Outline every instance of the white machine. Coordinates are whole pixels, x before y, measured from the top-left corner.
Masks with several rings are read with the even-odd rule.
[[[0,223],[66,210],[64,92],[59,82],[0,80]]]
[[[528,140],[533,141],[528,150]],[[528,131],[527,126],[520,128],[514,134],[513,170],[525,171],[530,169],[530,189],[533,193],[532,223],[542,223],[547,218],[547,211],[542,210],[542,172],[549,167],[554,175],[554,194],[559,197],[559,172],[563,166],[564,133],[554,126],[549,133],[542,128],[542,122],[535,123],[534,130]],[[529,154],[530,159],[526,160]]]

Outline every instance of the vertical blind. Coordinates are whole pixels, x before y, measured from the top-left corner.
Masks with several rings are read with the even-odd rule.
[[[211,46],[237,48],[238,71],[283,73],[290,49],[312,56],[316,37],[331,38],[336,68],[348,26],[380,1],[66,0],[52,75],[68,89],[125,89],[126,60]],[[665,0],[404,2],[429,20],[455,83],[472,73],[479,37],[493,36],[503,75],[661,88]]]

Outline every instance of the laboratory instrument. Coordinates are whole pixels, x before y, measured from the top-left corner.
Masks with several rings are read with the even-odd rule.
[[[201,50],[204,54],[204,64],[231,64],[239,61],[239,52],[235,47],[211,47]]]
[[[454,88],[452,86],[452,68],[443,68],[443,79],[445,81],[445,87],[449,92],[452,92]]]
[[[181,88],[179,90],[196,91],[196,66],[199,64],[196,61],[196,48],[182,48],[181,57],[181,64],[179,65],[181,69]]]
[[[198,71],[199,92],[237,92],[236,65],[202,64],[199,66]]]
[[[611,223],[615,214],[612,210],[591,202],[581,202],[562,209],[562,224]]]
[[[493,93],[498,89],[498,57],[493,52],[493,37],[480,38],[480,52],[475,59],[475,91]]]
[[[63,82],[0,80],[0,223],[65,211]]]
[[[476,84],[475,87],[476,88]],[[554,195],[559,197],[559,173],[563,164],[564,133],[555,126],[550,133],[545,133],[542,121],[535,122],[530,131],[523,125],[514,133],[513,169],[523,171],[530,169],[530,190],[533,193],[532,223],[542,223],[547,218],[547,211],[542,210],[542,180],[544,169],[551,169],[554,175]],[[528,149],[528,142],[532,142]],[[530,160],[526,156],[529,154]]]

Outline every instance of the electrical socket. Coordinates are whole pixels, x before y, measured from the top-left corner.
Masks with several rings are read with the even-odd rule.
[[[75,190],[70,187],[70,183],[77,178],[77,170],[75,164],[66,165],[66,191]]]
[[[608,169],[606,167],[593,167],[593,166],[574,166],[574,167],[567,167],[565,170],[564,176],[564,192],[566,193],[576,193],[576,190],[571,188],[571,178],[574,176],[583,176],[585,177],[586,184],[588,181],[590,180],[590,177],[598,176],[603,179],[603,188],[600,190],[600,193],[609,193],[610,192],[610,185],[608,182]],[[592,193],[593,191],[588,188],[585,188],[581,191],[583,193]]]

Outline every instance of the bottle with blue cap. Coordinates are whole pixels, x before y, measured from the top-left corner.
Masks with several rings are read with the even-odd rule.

========

Exercise requirements ->
Every line from the one containing "Outline every instance of the electrical" through the last line must be copied exactly; leave out the rest.

Solution below ->
Outline every instance of the electrical socket. Coordinates are whole pixels, x before y, measured from the top-left corner.
Masks with several rings are read with the even-odd rule.
[[[75,190],[70,187],[70,183],[77,178],[77,170],[75,164],[66,165],[66,191]]]
[[[608,169],[606,167],[593,167],[593,166],[574,166],[574,167],[567,167],[565,170],[564,176],[564,192],[566,193],[576,193],[576,190],[571,188],[571,178],[574,176],[583,176],[585,177],[586,184],[588,181],[590,180],[590,177],[598,176],[603,179],[603,188],[600,190],[600,193],[609,193],[610,192],[610,185],[608,182]],[[592,193],[593,191],[588,188],[585,188],[581,191],[583,193]]]

Outline every instance of the bottle with blue cap. Coordinates are whole pixels, x before y, measured from the top-left corner.
Masks with several rings are read with the even-odd rule.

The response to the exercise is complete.